Required tasks:
[1] In the health insurance article, how would you translate this sentence into Spanish: "The administration has thrown carrots and sticks at states to keep people covered after it declares the COVID emergency over."
[2] According to the health insurance article, which national health care systems came out tops in the New York Times competition?
[3] Echo the stretch of the health insurance article from "There’s a way" through "came out tops.)".

Document extract:
How Biden can keep millions of Americans from losing health insurance | Cognoscenti
But if the Congressional Budget Office is right, once the American Rescue Plan subsidies disappear, enrollments could fall to what they were in Trump’s last year. While Biden hoped to preserve the subsidies in the Build Back Better-on-a-diet plan he’s negotiating with Joe Manchin, they may be sacrificed on the altar of government economizing.
The administration has thrown carrots and sticks at states to keep people covered after it declares the COVID emergency over. Still, like the tax collector and the funeral director, the shortcomings of America’s patchwork health insurance can’t be dodged forever.
There’s a way out for Biden. First, admit the public option can’t do the trick. Second, embrace the solid ideas of revenue-raising tax simplification and prudent budget cuts. Third, devote some of that new money to Obamacare for All: universal, affordable, mostly private health insurance. Germany, the Netherlands and Switzerland offer models. (The New York Times had fun with a March Madness-type competition among national health care systems, asking five experts to pick the best. Germany and Switzerland came out tops.)
There’s no shame in Biden copping to the timidity of his campaign idea. His old boss disdained mandatory insurance, except for children, when he first ran in 2008. Once in office, Barack Obama realized a requirement applying to everyone was essential to keep coverage affordable. Voila — we got Obamacare, with an individual mandate upheld by the Supreme Court. The country’s uninsured hit a record low.

Input data:
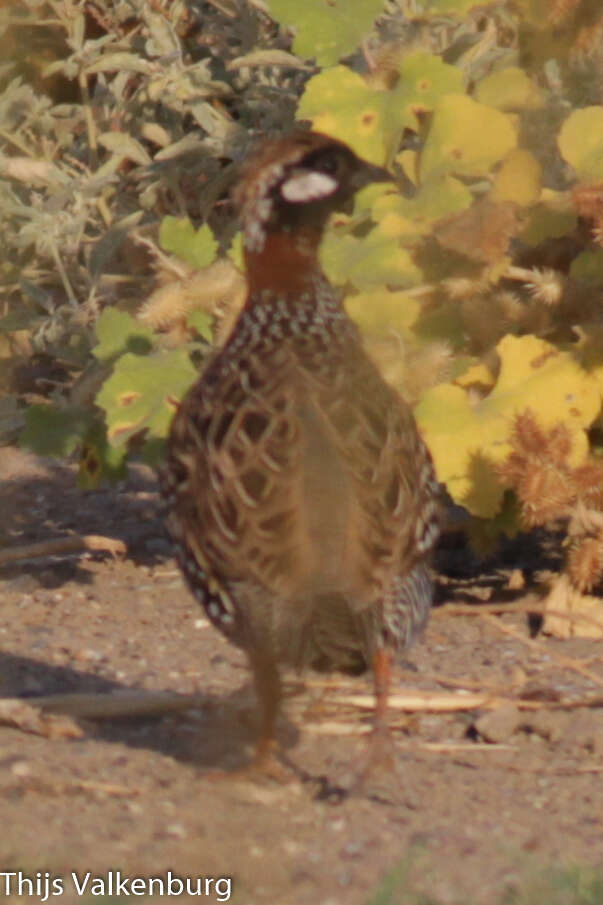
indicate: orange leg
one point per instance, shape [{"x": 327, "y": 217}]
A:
[{"x": 379, "y": 750}]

Answers to the exercise:
[1] La administración ha recurrido tanto a incentivos como a castigos con los estados para que la gente siga teniendo cobertura una vez que declare terminada la emergencia de la COVID.

[2] Germany and Switzerland.

[3]
There’s a way out for Biden. First, admit the public option can’t do the trick. Second, embrace the solid ideas of revenue-raising tax simplification and prudent budget cuts. Third, devote some of that new money to Obamacare for All: universal, affordable, mostly private health insurance. Germany, the Netherlands and Switzerland offer models. (The New York Times had fun with a March Madness-type competition among national health care systems, asking five experts to pick the best. Germany and Switzerland came out tops.)